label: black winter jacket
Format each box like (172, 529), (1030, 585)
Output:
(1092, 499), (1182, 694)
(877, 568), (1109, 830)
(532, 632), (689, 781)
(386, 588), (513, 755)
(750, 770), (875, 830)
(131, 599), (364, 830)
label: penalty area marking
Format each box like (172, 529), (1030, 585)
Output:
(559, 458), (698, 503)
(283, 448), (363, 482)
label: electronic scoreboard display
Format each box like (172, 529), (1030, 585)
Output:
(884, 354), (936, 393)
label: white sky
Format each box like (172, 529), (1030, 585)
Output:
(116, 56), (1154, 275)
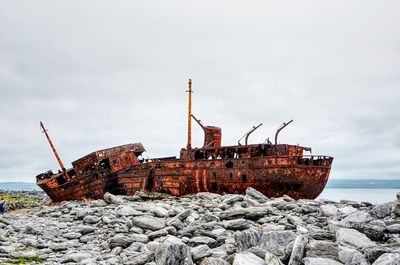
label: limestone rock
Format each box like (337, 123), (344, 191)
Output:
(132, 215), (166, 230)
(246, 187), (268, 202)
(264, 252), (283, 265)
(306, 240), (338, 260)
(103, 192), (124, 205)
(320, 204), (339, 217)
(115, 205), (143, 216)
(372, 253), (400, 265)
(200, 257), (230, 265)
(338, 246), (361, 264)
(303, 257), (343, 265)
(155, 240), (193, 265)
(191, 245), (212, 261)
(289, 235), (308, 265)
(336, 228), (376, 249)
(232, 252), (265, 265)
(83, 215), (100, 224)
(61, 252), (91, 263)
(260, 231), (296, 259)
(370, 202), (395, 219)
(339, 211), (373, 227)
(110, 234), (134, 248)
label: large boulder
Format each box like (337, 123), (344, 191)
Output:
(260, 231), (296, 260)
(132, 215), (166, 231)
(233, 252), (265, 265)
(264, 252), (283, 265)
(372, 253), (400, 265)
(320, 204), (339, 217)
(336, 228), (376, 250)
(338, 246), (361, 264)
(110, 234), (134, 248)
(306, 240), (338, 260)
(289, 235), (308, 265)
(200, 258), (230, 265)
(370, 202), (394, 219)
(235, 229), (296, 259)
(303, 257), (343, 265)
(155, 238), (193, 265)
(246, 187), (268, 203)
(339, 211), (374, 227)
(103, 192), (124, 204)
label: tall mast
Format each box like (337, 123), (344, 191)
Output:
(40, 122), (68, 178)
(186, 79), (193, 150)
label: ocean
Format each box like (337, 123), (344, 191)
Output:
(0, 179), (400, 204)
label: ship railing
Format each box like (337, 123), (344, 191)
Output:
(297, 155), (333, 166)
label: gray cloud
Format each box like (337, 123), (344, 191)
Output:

■ ■ ■ ■ ■

■ Work instructions ■
Rewrite all of the items above, replacing every "Output" with "Result" and keeping everything else unchanged. Omit the pictures from your answer.

■ Final answer ■
label: black winter jacket
Format each box like (172, 529), (1030, 585)
Result:
(1092, 499), (1182, 694)
(877, 568), (1109, 830)
(532, 632), (689, 781)
(386, 588), (513, 755)
(750, 770), (875, 830)
(131, 599), (364, 830)
label: penalty area marking
Format each box like (172, 529), (1030, 585)
Result:
(559, 458), (698, 503)
(283, 448), (363, 482)
label: electronic scoreboard display
Format each box like (172, 529), (1030, 585)
Result:
(884, 354), (936, 393)
label: white sky
Format each box like (172, 529), (1030, 585)
Result:
(116, 56), (1154, 275)
label: limestone rock
Format each box like (337, 123), (344, 191)
Result:
(132, 215), (166, 230)
(246, 187), (268, 202)
(264, 252), (283, 265)
(306, 240), (338, 260)
(103, 192), (124, 205)
(320, 204), (339, 217)
(115, 205), (143, 216)
(372, 253), (400, 265)
(200, 257), (230, 265)
(338, 246), (361, 264)
(303, 257), (343, 265)
(155, 240), (193, 265)
(191, 245), (212, 261)
(289, 235), (308, 265)
(336, 228), (376, 249)
(232, 252), (265, 265)
(83, 215), (100, 224)
(61, 252), (91, 263)
(260, 231), (296, 259)
(370, 202), (395, 219)
(339, 211), (373, 227)
(110, 234), (134, 248)
label: large boulder
Format each box like (337, 123), (344, 191)
Result:
(260, 231), (296, 260)
(132, 215), (166, 231)
(233, 252), (265, 265)
(264, 252), (283, 265)
(372, 253), (400, 265)
(320, 204), (339, 217)
(336, 228), (376, 250)
(338, 246), (361, 264)
(110, 234), (134, 248)
(306, 240), (338, 260)
(289, 235), (308, 265)
(200, 258), (230, 265)
(370, 202), (394, 219)
(235, 229), (296, 259)
(303, 257), (343, 265)
(155, 238), (193, 265)
(246, 187), (268, 203)
(339, 211), (374, 227)
(103, 192), (124, 204)
label: tall mast
Format each box like (337, 123), (344, 191)
Result:
(40, 122), (68, 178)
(186, 79), (193, 150)
label: ocean
Format each box like (337, 123), (344, 191)
Result:
(0, 179), (400, 204)
label: ship railing
Format each box like (337, 123), (344, 191)
Result:
(297, 155), (333, 166)
label: gray cloud
Format each box like (337, 123), (344, 191)
Result:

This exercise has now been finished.